• [TASK DETAILS] Every entry should be repeated exactly as written.

Natural-language object grounding data
______

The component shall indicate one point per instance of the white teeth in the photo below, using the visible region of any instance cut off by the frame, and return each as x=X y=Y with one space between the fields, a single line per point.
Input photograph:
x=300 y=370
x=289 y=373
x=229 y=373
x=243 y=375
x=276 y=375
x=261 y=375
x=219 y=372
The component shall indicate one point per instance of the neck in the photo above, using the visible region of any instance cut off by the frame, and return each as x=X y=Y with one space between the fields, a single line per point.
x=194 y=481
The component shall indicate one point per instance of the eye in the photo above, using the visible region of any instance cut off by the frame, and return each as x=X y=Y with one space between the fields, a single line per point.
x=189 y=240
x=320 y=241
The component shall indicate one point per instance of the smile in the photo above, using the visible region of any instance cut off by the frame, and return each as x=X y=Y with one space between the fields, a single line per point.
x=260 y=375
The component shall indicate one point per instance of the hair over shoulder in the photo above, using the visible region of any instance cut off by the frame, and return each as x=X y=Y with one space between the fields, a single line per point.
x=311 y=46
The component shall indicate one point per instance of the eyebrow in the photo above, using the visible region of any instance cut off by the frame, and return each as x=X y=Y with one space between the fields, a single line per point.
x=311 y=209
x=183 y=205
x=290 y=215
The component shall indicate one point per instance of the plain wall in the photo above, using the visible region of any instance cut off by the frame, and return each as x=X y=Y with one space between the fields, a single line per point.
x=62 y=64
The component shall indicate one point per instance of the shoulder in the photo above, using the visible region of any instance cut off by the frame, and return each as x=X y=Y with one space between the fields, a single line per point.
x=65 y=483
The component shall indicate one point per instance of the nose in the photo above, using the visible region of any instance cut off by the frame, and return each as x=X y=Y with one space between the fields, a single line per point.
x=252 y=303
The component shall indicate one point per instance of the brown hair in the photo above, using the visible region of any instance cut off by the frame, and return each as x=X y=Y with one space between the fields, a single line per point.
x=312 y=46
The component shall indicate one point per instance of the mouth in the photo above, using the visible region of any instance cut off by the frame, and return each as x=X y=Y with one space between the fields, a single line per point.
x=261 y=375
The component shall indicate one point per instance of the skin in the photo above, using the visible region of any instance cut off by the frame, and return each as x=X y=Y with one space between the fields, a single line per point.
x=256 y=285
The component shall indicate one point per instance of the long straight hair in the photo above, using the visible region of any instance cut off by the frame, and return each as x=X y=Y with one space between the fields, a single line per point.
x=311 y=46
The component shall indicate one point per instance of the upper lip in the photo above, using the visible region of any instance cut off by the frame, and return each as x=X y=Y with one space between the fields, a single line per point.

______

• [TASK RESPONSE]
The component shall indicate one point per instance of the white teeth in the photo below, using the visible region of any instance cut off by the frame, and return each as x=X y=Y with one space between the fields, a single line per point.
Input photograph:
x=300 y=370
x=289 y=373
x=229 y=373
x=243 y=375
x=276 y=375
x=261 y=375
x=219 y=372
The component shall indicate one point per instance of the neck in the photo above, using the visible region of any instance cut off by the frame, and return each as x=X y=Y with one space between the fields, a single line per point.
x=194 y=481
The component shall indicate one point per instance of the eye in the photo above, using the visible region of any instance cut off by the frame, and return each as x=X y=Y with one space between the fields, a single line per point.
x=189 y=240
x=320 y=241
The component shall indicate one point per instance of the smile in the photo above, using the visible region of any instance cut off by the frame, and return each as x=X y=Y with one space between the fields, a single line per point.
x=260 y=375
The component shall indicate one point per instance of the hair over shoulder in the photo above, using the visible region of any instance cut off by the frame, and return each as x=X y=Y with one space between the fields, a single line per point.
x=311 y=46
The component shall indicate one point per instance of the eyebrow in the photo above, using the visible region of any instance cut off by the frame, and return each as x=X y=Y with one space between the fields, a single line per point.
x=311 y=209
x=183 y=205
x=290 y=215
The component shall indicate one point per instance of the plain wall in the photo above, using the visible region of any instance cut off by the frame, and return each as x=X y=Y with one space between the fields, a single line per point.
x=62 y=64
The component shall indicate one point per instance of the shoulder in the photo above, using the visible region of any instance cut off by the frame, and return each as x=X y=Y with one space between the fields, a single line per point.
x=65 y=483
The component shall indicate one point per instance of the nose in the photo above, using the visible region of any instance cut off by the frame, and return each as x=X y=Y with one space between the fields, a single line per point.
x=252 y=303
The component shall indicate one point per instance of the brown hair in the photo above, using the visible region of any instance cut off by the frame, and return each as x=X y=Y with one space between the fields, a single line per point.
x=312 y=46
The component shall indicate one point per instance of the mouth in the photo above, using the visible region of any instance cut off by the frame, and return each as x=X y=Y with one space between the fields, a single line per point.
x=261 y=375
The component shall indicate one point per instance of the skin in the photo above, using the visible region of any instance cut off by the frame, and return each as x=X y=Y with one space between the fields, a single line per point.
x=256 y=285
The component shall indicate one point per instance of the long straight hair in the photo above, using the visible region of any instance cut off by the frame, and return each as x=X y=Y with one space between the fields, a single line per point.
x=311 y=46
The component shall indicate one point per instance of the upper lip in the photo above, using the visible region of any instance cut off by the frame, and return each as x=X y=Y with one space between the fields, a single line per point.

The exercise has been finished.